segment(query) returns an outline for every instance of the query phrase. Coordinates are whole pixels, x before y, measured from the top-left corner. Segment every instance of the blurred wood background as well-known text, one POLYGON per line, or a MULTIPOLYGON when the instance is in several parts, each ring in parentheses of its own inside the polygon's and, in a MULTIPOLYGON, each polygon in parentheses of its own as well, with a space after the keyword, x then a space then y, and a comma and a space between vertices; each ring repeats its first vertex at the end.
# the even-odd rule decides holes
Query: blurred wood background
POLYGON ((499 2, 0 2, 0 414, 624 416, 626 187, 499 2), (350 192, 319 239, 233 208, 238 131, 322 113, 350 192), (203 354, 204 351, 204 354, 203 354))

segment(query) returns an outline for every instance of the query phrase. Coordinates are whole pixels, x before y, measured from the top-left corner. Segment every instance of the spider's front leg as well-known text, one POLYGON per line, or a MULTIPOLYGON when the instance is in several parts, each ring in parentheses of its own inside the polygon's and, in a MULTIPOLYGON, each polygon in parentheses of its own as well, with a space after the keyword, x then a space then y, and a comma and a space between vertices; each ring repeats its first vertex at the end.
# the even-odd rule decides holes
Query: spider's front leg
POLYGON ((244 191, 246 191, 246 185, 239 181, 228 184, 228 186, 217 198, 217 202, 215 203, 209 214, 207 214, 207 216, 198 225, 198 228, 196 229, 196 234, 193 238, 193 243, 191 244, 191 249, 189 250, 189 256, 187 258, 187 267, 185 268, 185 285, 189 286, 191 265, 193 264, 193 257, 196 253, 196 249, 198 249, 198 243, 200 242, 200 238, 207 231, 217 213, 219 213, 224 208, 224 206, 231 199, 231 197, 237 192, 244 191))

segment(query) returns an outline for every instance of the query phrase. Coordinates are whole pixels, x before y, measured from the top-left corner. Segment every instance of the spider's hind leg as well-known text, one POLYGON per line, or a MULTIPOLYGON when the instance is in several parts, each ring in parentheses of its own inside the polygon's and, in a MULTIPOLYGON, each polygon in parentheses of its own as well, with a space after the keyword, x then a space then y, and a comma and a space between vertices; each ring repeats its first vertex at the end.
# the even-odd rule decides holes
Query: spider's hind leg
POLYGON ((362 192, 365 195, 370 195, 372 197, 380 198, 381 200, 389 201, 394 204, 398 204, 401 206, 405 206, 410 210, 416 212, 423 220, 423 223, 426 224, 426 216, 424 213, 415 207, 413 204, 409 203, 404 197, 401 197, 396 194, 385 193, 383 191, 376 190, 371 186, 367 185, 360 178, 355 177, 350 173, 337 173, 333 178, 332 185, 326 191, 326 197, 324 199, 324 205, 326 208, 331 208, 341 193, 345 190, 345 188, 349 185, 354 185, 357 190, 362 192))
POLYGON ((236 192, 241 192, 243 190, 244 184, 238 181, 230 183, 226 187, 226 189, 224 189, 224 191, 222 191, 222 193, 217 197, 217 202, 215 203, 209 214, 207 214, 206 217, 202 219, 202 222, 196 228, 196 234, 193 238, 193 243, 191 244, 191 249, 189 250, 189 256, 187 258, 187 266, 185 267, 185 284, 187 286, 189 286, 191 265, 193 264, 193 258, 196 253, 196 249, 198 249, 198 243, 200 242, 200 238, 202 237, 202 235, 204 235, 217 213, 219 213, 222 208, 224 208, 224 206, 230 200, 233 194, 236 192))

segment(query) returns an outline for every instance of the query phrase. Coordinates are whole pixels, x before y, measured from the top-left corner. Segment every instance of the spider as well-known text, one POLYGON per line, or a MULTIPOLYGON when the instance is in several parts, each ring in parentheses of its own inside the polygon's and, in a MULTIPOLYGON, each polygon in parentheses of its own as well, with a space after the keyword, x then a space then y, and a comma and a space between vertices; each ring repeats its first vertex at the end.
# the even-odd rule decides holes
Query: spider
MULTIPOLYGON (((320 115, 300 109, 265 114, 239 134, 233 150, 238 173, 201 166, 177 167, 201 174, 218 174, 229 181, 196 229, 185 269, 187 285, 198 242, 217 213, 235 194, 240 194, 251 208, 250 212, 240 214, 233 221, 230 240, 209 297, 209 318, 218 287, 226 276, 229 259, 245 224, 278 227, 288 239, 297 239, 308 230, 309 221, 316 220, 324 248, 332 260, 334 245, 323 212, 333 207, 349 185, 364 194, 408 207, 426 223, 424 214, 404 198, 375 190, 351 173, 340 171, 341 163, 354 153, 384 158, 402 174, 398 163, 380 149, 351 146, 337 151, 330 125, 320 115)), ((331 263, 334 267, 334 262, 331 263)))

### Problem description
Lay out every line of the items above as a numbered list, leaving out the blank lines.

### Result below
1. segment(query) returns an outline for every instance of the query phrase. Coordinates are whole pixels, x before y, measured from the top-left corner. Segment every instance of the blurred wood background as well-known text, one POLYGON per line, or a MULTIPOLYGON when the instance is in several parts, each ring in parentheses of its own inside the polygon's and, in a MULTIPOLYGON, each polygon in parentheses of its own as well, with a space after the keyword, x then a space then y, and a comma and a space between vertices; each ring repeats its first vertex at the end.
2. # the even-odd rule decides holes
3. Query: blurred wood background
4. POLYGON ((499 2, 0 2, 0 414, 624 416, 626 187, 499 2), (350 192, 319 239, 233 208, 238 131, 322 113, 350 192), (203 354, 204 351, 204 354, 203 354))
5. segment(query) returns an outline for every instance of the query phrase. Coordinates are whole pixels, x before y, measured from the top-left corner. Segment every instance of the spider's front leg as well-known text, one POLYGON per line, or a MULTIPOLYGON when the instance is in several parts, each ring in parentheses of its own inside the polygon's and, in a MULTIPOLYGON, each polygon in parentheses of its own as well, with a space after the keyword, x then a space then y, and a comma and a space between vertices; each ring repeats its first vertex at the end.
6. # the even-odd rule decides holes
7. Query: spider's front leg
8. POLYGON ((244 191, 246 191, 246 185, 239 181, 228 184, 228 186, 217 198, 217 202, 215 203, 209 214, 207 214, 207 216, 198 225, 198 228, 196 229, 196 234, 193 238, 193 243, 191 244, 191 249, 189 250, 189 256, 187 258, 187 267, 185 268, 185 285, 189 286, 191 265, 193 264, 193 257, 196 253, 196 249, 198 249, 198 243, 200 242, 200 238, 207 231, 217 213, 219 213, 224 208, 224 206, 231 199, 231 197, 237 192, 244 191))
9. segment(query) returns an outline for every instance of the query phrase. Coordinates are whole pixels, x before y, measured from the top-left corner. Segment every instance of the spider's hind leg as well-known text, one POLYGON per line, or a MULTIPOLYGON when the instance is in several parts, each ring in parentheses of its own inside the polygon's and, in a MULTIPOLYGON, each polygon in parentheses of its own as well, with a space after the keyword, x then a space then y, and a comma and a space between vertices; each ring repeats its first vertex at the end.
10. # the even-odd rule decides holes
11. Query: spider's hind leg
12. POLYGON ((362 192, 365 195, 370 195, 372 197, 380 198, 381 200, 389 201, 394 204, 398 204, 401 206, 405 206, 410 210, 416 212, 423 220, 423 223, 426 224, 426 216, 424 213, 415 207, 413 204, 409 203, 404 197, 401 197, 396 194, 385 193, 383 191, 376 190, 371 186, 367 185, 360 178, 355 177, 350 173, 337 173, 333 178, 332 185, 326 191, 326 197, 324 199, 324 205, 326 208, 331 208, 341 193, 345 190, 345 188, 349 185, 354 185, 357 190, 362 192))
13. POLYGON ((236 192, 241 192, 243 190, 244 184, 238 181, 230 183, 226 187, 226 189, 224 189, 224 191, 222 191, 222 193, 217 197, 217 202, 215 203, 209 214, 207 214, 206 217, 202 219, 202 222, 196 228, 196 234, 193 238, 193 243, 191 244, 191 249, 189 250, 189 256, 187 258, 187 266, 185 267, 185 284, 187 286, 189 286, 191 265, 193 264, 193 258, 196 253, 196 249, 198 249, 198 243, 200 242, 200 238, 202 237, 202 235, 204 235, 217 213, 219 213, 222 208, 224 208, 224 206, 230 200, 233 194, 236 192))
14. segment(query) returns an outline for every instance of the query phrase. Coordinates are whole pixels, x before y, measured from the top-left corner. Segment every instance of the spider as well-known text, one POLYGON per line, or a MULTIPOLYGON when the instance is in several parts, each ring in parentheses of its own inside the polygon's and, in a MULTIPOLYGON, each polygon in parentheses of its own as well, with a space after the keyword, x then a space then y, and a comma and a space between vertices; each ring repeats its first vertex at the end.
15. # the even-odd rule decides holes
16. Query: spider
17. MULTIPOLYGON (((320 115, 300 109, 265 114, 239 134, 233 150, 238 173, 201 166, 177 167, 201 174, 218 174, 229 181, 196 229, 185 269, 187 285, 198 242, 217 213, 235 194, 240 194, 251 208, 250 212, 240 214, 233 221, 230 240, 209 297, 209 318, 218 287, 226 276, 229 259, 245 224, 278 227, 288 239, 297 239, 308 230, 309 221, 316 220, 324 248, 332 260, 334 245, 323 212, 333 207, 349 185, 364 194, 408 207, 426 223, 424 214, 404 198, 375 190, 351 173, 340 171, 341 163, 354 153, 384 158, 402 174, 398 163, 380 149, 351 146, 337 151, 330 125, 320 115)), ((331 263, 334 267, 334 262, 331 263)))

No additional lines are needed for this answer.